**Task requirements**.
Everything from the line that holds "Would you be able to mark the overcast" through the end of the data below should be output exactly, both ends included.

▶

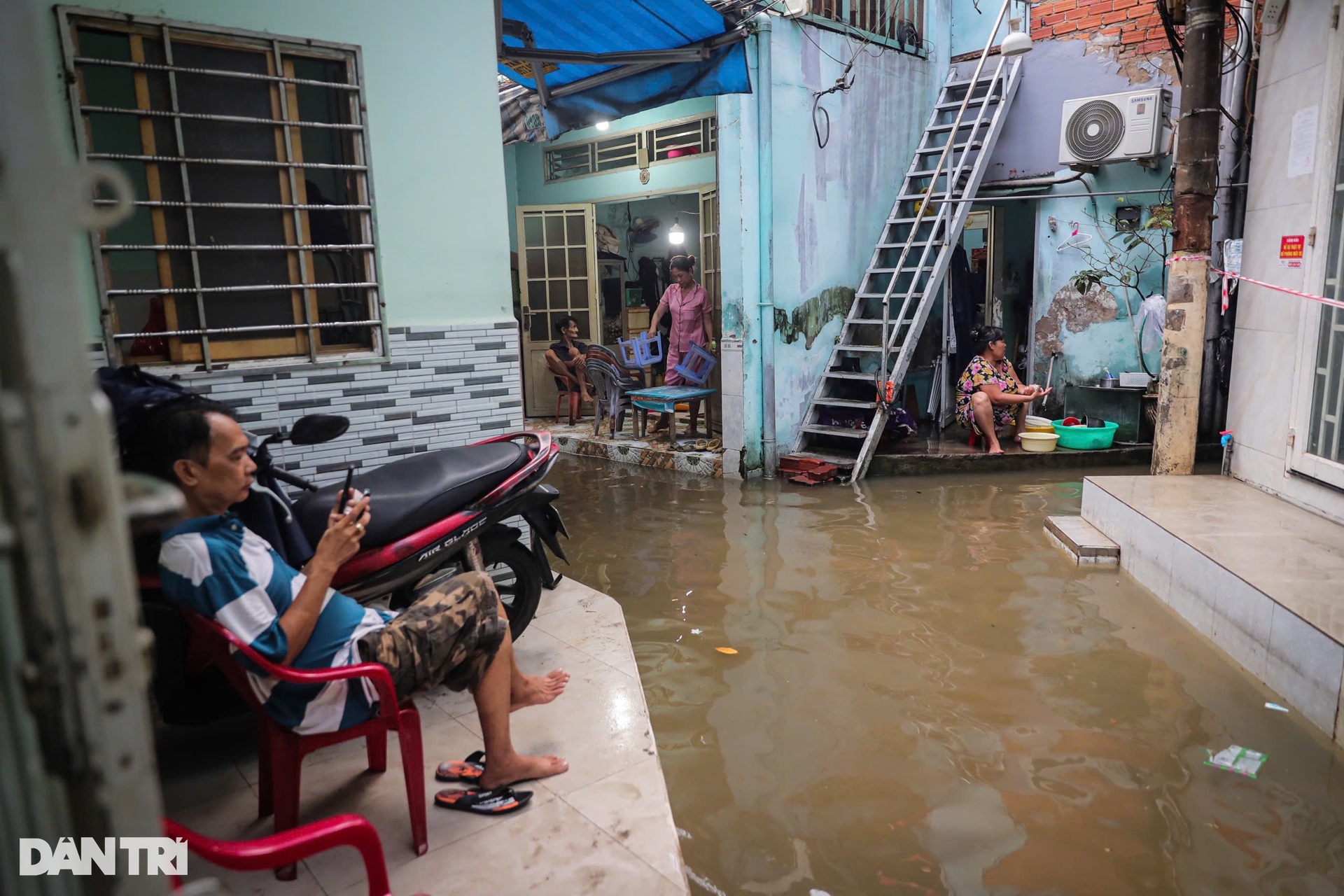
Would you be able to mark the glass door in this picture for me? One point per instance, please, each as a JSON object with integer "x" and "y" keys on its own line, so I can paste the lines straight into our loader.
{"x": 558, "y": 279}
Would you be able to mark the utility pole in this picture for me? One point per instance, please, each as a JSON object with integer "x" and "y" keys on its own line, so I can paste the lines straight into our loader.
{"x": 1187, "y": 284}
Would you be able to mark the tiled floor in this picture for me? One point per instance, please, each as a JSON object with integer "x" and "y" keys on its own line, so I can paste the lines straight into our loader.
{"x": 626, "y": 449}
{"x": 1250, "y": 571}
{"x": 605, "y": 827}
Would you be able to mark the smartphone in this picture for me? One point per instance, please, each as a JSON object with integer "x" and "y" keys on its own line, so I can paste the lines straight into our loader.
{"x": 343, "y": 498}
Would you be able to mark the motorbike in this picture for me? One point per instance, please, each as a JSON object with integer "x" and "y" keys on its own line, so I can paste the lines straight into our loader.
{"x": 433, "y": 512}
{"x": 436, "y": 511}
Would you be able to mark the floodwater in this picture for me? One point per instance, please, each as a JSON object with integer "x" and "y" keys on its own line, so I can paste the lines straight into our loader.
{"x": 927, "y": 697}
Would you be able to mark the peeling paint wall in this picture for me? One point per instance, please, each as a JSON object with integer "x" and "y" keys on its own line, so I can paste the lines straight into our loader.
{"x": 811, "y": 317}
{"x": 526, "y": 181}
{"x": 1275, "y": 363}
{"x": 830, "y": 203}
{"x": 1092, "y": 332}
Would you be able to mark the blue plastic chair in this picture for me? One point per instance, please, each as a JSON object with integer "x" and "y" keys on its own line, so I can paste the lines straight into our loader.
{"x": 696, "y": 365}
{"x": 641, "y": 351}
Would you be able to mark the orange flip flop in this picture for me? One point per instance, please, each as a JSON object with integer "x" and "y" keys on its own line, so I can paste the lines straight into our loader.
{"x": 484, "y": 802}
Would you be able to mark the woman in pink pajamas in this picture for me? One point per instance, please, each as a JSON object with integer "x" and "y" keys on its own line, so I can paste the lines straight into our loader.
{"x": 692, "y": 321}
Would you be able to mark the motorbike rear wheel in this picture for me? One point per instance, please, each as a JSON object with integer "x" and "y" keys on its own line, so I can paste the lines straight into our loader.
{"x": 518, "y": 577}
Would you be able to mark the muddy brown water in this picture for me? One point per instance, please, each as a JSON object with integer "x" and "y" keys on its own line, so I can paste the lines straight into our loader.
{"x": 927, "y": 697}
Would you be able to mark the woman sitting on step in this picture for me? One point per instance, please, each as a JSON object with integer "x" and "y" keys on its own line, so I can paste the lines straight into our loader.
{"x": 990, "y": 396}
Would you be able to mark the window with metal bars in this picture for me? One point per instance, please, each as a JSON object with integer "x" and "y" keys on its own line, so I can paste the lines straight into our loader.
{"x": 666, "y": 143}
{"x": 894, "y": 23}
{"x": 253, "y": 232}
{"x": 1326, "y": 437}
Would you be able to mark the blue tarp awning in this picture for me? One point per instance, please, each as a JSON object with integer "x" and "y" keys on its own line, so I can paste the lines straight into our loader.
{"x": 603, "y": 59}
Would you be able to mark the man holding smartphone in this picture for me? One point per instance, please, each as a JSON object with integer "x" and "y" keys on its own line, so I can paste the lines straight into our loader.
{"x": 454, "y": 633}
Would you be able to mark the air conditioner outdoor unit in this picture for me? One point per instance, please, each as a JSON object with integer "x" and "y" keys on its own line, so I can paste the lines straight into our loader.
{"x": 1120, "y": 127}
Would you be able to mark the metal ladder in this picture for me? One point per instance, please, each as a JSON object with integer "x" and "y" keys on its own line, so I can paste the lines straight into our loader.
{"x": 909, "y": 265}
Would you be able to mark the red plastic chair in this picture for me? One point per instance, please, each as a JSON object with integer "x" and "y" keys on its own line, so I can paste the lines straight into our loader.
{"x": 286, "y": 849}
{"x": 575, "y": 405}
{"x": 281, "y": 751}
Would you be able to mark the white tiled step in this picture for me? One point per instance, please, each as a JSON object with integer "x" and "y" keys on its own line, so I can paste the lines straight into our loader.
{"x": 1082, "y": 540}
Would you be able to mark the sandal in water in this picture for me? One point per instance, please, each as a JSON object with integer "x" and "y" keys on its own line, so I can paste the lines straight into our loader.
{"x": 484, "y": 802}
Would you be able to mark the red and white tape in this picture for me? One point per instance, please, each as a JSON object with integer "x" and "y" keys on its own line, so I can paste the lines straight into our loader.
{"x": 1227, "y": 276}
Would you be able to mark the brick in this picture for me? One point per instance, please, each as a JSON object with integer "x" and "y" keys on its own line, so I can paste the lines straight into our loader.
{"x": 305, "y": 403}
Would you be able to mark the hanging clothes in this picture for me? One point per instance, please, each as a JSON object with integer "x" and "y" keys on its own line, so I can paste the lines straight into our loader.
{"x": 961, "y": 288}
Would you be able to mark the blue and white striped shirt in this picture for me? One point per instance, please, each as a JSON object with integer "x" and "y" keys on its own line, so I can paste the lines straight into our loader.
{"x": 227, "y": 573}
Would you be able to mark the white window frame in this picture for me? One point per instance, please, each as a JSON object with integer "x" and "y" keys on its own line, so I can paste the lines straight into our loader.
{"x": 888, "y": 41}
{"x": 368, "y": 237}
{"x": 645, "y": 141}
{"x": 1328, "y": 153}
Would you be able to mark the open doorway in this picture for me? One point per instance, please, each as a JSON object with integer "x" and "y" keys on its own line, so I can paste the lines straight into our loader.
{"x": 990, "y": 281}
{"x": 605, "y": 264}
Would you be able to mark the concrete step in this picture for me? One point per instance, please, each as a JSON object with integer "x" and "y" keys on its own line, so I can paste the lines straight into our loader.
{"x": 1082, "y": 540}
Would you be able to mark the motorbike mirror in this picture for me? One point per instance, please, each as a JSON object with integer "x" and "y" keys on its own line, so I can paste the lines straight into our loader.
{"x": 316, "y": 429}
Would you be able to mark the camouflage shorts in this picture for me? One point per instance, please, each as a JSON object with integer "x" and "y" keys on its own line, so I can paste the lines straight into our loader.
{"x": 448, "y": 636}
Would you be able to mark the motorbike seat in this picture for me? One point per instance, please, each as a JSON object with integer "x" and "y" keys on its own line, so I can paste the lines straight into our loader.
{"x": 417, "y": 492}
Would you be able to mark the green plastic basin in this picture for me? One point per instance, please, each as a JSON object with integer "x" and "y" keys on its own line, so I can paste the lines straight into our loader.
{"x": 1082, "y": 438}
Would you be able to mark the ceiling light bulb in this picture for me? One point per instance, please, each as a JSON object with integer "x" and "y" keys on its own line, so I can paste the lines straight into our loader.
{"x": 1018, "y": 42}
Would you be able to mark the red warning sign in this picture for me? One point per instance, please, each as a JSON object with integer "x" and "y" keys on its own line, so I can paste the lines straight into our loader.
{"x": 1291, "y": 251}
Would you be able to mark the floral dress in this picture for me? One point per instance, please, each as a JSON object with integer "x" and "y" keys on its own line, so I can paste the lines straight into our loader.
{"x": 981, "y": 372}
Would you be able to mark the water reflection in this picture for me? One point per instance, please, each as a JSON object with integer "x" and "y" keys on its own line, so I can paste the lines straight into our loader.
{"x": 926, "y": 697}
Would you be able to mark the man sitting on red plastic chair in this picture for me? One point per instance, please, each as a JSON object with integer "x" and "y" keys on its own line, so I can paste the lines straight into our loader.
{"x": 454, "y": 633}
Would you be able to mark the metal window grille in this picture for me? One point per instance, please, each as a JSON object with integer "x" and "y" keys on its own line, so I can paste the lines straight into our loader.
{"x": 683, "y": 139}
{"x": 1326, "y": 437}
{"x": 895, "y": 23}
{"x": 253, "y": 232}
{"x": 667, "y": 143}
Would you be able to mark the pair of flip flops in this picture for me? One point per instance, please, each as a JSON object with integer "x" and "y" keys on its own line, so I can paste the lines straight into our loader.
{"x": 482, "y": 802}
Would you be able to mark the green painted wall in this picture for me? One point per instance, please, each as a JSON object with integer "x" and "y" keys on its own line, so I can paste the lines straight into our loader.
{"x": 435, "y": 134}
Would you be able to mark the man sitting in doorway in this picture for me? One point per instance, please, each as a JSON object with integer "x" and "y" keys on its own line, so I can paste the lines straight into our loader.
{"x": 454, "y": 633}
{"x": 565, "y": 359}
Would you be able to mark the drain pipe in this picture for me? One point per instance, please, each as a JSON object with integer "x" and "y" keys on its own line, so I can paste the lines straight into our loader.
{"x": 1230, "y": 225}
{"x": 765, "y": 226}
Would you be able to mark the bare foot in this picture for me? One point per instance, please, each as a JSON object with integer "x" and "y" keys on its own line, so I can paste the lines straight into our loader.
{"x": 515, "y": 769}
{"x": 533, "y": 691}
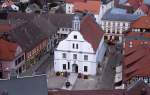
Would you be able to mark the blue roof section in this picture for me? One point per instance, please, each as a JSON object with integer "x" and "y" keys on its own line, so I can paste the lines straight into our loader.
{"x": 118, "y": 11}
{"x": 119, "y": 17}
{"x": 122, "y": 1}
{"x": 147, "y": 2}
{"x": 34, "y": 85}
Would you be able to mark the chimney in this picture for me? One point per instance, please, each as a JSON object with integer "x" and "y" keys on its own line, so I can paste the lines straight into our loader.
{"x": 5, "y": 92}
{"x": 143, "y": 91}
{"x": 13, "y": 74}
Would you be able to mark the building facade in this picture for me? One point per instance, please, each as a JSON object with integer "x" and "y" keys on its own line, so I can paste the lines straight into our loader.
{"x": 76, "y": 53}
{"x": 115, "y": 22}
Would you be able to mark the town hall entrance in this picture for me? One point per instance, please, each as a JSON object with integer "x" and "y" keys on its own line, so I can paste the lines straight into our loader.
{"x": 75, "y": 68}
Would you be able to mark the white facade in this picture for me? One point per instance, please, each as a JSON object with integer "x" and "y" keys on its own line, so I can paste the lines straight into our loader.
{"x": 85, "y": 60}
{"x": 104, "y": 8}
{"x": 114, "y": 29}
{"x": 69, "y": 8}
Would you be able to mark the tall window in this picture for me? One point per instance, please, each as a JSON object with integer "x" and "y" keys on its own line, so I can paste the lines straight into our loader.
{"x": 64, "y": 55}
{"x": 74, "y": 56}
{"x": 75, "y": 36}
{"x": 76, "y": 46}
{"x": 68, "y": 65}
{"x": 64, "y": 66}
{"x": 73, "y": 46}
{"x": 85, "y": 57}
{"x": 85, "y": 68}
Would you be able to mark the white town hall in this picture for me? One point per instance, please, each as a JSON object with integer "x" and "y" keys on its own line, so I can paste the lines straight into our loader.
{"x": 82, "y": 50}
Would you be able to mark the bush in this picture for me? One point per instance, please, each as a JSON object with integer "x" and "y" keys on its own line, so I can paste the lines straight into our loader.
{"x": 85, "y": 76}
{"x": 79, "y": 75}
{"x": 57, "y": 73}
{"x": 67, "y": 84}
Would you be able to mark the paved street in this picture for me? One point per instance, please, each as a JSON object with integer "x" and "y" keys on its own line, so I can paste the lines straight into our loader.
{"x": 106, "y": 80}
{"x": 72, "y": 79}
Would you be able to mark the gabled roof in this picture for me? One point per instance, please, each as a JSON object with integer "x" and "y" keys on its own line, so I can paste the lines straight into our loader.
{"x": 28, "y": 36}
{"x": 7, "y": 50}
{"x": 35, "y": 85}
{"x": 137, "y": 62}
{"x": 136, "y": 57}
{"x": 91, "y": 31}
{"x": 91, "y": 6}
{"x": 142, "y": 22}
{"x": 119, "y": 17}
{"x": 5, "y": 27}
{"x": 144, "y": 8}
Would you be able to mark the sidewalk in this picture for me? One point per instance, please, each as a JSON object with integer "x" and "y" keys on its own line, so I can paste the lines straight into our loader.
{"x": 72, "y": 79}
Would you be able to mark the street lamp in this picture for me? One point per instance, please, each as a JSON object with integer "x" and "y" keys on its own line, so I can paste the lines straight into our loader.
{"x": 67, "y": 82}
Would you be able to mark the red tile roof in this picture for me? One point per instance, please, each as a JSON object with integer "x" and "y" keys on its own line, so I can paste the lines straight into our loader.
{"x": 144, "y": 8}
{"x": 73, "y": 1}
{"x": 7, "y": 3}
{"x": 139, "y": 87}
{"x": 135, "y": 3}
{"x": 91, "y": 31}
{"x": 137, "y": 63}
{"x": 142, "y": 22}
{"x": 92, "y": 6}
{"x": 7, "y": 50}
{"x": 5, "y": 27}
{"x": 136, "y": 58}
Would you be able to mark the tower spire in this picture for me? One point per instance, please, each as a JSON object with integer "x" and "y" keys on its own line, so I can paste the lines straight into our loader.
{"x": 76, "y": 23}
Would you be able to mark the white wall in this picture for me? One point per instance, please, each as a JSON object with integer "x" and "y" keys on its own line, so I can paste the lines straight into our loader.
{"x": 101, "y": 51}
{"x": 84, "y": 48}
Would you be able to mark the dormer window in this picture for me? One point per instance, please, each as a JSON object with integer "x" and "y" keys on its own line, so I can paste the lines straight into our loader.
{"x": 130, "y": 44}
{"x": 75, "y": 36}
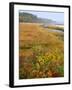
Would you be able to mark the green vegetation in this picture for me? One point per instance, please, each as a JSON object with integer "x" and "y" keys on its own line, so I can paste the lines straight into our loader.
{"x": 41, "y": 53}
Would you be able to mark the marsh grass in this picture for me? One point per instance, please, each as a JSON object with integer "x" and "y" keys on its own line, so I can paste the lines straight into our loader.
{"x": 41, "y": 53}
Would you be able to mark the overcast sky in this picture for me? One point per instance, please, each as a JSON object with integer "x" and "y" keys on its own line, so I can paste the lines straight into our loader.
{"x": 56, "y": 16}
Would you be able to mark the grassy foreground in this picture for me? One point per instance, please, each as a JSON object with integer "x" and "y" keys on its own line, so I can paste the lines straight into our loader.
{"x": 41, "y": 53}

◀

**Solution for this problem**.
Would you be able to mark the overcast sky in this picture for me? One point per instance, please, each as a JSON object with integer "x" and "y" keys on its own line, so I can paste the lines straight into our loader.
{"x": 56, "y": 16}
Would you be able to mark the grassy foreground in this picture for me? One point per instance, please, each as a JSON object with integer "x" and "y" keys on its own line, so I can paste the lines straight into our loader.
{"x": 41, "y": 53}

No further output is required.